◆ **Source excerpt**:

== == ==

Milvus 2.2 in Production, Self-Hosting the Heavyweight Open-Source Vector Database

Milvus 2.2 in Production, Self-Hosting the Heavyweight Open-Source Vector Database

April 17, 2023 · 7 min read · by Muhammad Amal ai

TL;DR — Milvus is a real distributed system with six microservices, etcd, Pulsar (or Kafka), and an object store. Don’t deploy it like you’d deploy Postgres. / The HNSW vs IVF_PQ choice is the most important tuning decision, and it depends entirely on whether your dataset fits in RAM. / Resource sizing is the operational pain point; expect to revisit it after the first month in production.

I moved a team off Pinecone onto self-hosted Milvus in March, mostly for cost reasons - we were running 50M vectors and the pod-based bill was looking unfortunate. The migration itself took two weeks. Stabilizing the deployment took another month. This post is the operational knowledge I wish I’d had on day one.

Milvus 2.2 is a genuinely capable system, but it’s also a complex one. If you’re considering it, make sure the cost or scale arguments justify the operational overhead, because the overhead is real. The vector database landscape post from earlier this month has the broader decision framework if you’re still weighing options.

I’ll cover the architecture, the install path that actually works, index selection, schema design, and the failure modes I’ve watched happen in production.

What you’re actually deploying

Milvus 2.2 is a cloud-native architecture with a clear separation of concerns. The components:

Proxy. The entry point for client requests. Stateless, horizontally scalable.
Root coordinator. Handles DDL operations (create/drop collection), transaction IDs, and time-tick allocation.
Query coordinator. Manages query nodes, balances load.
Data coordinator. Manages data segments, triggers compactions.
Index coordinator. Schedules index building.
Query nodes. Actually run vector searches. Memory-heavy.
Data nodes. Handle insertions, write segments to object storage.
Index nodes. Build vector indexes asynchronously. CPU-heavy.

Plus three external dependencies:

etcd for metadata.
Pulsar (default) or Kafka for the write-ahead log.
MinIO (default) or S3 for segment storage.

A standalone deployment runs all of this in a single container, which is fine for development. A cluster deployment runs each as a separate service, and that’s what production requires.

Installing on Kubernetes

The Milvus Helm chart is the supported install path. Skip everything else; the Docker Compose setup is for laptops, not servers.

helm repo add milvus https://milvus-io.github.io/milvus-helm/
helm repo update

helm install milvus milvus/milvus \
    --version 4.0.20 \
    --namespace milvus \
    --create-namespace \
    -f values.yaml

The interesting bits live in values.yaml. A starter cluster config that’s worked for me, scoped to a workload of ~50M 768-dim vectors:

cluster:
  enabled: true

externalEtcd:
  enabled: false
etcd:
  replicaCount: 3

externalS3:
  enabled: true
  host: s3.us-west-2.amazonaws.com
  port: 443
  accessKey: "..."
  secretKey: "..."
  bucketName: "company-milvus"

== == ==

◆ **Records provided**:

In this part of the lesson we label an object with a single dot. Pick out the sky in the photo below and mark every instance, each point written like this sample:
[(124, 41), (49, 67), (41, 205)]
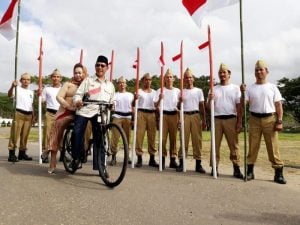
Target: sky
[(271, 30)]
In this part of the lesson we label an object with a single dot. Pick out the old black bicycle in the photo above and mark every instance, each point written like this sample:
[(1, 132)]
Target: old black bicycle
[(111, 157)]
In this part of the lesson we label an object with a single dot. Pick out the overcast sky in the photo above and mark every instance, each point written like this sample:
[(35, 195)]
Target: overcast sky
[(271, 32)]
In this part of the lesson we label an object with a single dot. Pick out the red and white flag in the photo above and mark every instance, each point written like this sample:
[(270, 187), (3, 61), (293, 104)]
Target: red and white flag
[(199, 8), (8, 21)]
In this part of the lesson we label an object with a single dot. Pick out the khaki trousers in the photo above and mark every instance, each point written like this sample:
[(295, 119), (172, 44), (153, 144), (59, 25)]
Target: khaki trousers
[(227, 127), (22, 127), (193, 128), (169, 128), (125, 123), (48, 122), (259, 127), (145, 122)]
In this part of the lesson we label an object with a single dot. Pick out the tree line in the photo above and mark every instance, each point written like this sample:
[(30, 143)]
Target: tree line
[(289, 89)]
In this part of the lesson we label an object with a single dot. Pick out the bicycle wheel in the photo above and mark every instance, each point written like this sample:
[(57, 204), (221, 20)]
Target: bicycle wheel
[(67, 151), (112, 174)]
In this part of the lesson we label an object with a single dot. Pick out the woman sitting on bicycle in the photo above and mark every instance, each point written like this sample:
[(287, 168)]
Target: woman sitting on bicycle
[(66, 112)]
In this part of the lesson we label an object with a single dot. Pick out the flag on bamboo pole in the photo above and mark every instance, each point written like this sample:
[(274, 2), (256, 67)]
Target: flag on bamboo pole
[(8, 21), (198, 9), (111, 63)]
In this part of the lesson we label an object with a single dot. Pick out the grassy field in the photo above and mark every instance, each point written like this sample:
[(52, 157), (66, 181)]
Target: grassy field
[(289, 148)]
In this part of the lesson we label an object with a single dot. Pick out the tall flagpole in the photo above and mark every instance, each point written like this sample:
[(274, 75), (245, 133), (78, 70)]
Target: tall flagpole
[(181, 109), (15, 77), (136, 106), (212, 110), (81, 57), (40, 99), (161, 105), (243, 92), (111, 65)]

== == ==

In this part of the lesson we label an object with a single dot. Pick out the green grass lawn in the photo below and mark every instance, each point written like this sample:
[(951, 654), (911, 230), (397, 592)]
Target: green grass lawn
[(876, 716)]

== == ==

Can you reproduce, word for word, the part of the Milvus post from "Installing on Kubernetes" to "laptops, not servers."?

◆ **Response to the task**:
Installing on Kubernetes

The Milvus Helm chart is the supported install path. Skip everything else; the Docker Compose setup is for laptops, not servers.